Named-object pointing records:
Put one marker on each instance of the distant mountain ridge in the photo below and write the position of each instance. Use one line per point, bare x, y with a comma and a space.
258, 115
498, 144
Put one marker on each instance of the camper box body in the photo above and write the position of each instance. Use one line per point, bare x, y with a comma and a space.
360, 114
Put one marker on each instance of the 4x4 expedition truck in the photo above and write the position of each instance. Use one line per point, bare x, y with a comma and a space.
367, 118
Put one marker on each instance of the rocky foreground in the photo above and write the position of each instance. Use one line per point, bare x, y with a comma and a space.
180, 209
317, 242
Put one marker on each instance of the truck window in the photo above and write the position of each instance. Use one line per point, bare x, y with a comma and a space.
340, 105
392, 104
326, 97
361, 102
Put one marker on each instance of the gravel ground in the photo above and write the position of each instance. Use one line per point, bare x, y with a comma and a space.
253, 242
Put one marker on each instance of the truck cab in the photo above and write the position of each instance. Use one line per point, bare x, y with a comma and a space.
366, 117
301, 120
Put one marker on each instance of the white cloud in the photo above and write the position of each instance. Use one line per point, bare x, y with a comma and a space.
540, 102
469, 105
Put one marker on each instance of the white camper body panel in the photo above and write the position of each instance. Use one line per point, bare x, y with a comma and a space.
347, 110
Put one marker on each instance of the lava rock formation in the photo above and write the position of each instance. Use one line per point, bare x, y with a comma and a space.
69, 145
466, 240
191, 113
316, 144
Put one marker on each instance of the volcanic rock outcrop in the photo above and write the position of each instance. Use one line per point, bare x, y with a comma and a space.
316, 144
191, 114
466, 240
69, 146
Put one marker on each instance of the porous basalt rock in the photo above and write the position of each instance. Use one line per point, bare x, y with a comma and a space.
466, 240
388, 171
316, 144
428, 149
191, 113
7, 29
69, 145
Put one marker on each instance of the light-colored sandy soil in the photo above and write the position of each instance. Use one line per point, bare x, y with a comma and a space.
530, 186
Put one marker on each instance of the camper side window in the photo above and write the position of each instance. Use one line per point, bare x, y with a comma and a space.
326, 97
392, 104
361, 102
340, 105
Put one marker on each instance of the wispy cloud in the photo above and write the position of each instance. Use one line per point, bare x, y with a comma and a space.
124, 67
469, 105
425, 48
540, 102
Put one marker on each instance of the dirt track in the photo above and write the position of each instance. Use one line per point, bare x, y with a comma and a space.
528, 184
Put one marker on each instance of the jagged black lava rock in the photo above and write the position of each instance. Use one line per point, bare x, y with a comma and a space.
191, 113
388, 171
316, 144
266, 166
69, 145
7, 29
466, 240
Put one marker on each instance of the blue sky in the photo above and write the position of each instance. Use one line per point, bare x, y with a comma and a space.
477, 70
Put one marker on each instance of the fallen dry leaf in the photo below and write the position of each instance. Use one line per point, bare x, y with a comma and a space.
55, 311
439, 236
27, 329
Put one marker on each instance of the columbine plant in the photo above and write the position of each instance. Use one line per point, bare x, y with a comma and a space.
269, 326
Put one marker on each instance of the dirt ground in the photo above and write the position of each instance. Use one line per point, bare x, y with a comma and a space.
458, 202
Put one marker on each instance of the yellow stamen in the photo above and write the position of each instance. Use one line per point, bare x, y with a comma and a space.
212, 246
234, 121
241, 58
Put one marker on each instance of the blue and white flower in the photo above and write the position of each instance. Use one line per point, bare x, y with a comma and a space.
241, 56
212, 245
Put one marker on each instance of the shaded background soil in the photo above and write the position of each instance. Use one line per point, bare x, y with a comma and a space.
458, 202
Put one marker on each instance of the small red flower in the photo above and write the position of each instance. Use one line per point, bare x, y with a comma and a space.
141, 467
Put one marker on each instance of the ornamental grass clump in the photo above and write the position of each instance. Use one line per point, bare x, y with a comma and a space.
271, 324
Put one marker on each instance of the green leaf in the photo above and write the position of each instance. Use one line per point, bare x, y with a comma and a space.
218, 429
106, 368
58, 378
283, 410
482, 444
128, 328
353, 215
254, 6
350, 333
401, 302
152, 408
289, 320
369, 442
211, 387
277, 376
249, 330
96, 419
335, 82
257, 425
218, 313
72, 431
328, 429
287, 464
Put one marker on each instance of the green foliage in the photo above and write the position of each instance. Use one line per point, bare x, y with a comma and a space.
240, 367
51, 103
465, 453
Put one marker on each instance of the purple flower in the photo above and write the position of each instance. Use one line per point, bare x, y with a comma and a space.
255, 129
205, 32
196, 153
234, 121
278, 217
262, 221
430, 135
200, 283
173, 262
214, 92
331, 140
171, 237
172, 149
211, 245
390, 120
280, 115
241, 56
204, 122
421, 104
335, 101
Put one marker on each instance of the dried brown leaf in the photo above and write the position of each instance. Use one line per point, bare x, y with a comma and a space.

EXERCISE:
Each line from the one containing "Put one marker on each instance of the green foliage" to the final line of the entries above must be returned exactly, and no other line may appear.

RESULT:
Put one marker on each instance of the green foliage in the photo above and write the position of each instance. Use one line per point, bare x, y with a comma and a space.
240, 367
51, 103
465, 453
Put one marker on each instance of the purple flower in the photo above and write the position of each instance. Use one line per point, bare x, y with a comma and a space.
255, 129
205, 32
196, 153
234, 121
278, 217
262, 221
430, 135
200, 283
173, 262
214, 92
331, 140
171, 237
172, 149
211, 245
390, 120
280, 115
241, 56
204, 122
421, 104
335, 101
Put one marker on each instance of the dried brown leaf in the photo above and write the position of each instance. Use one line per point, bare x, y with a comma and a space.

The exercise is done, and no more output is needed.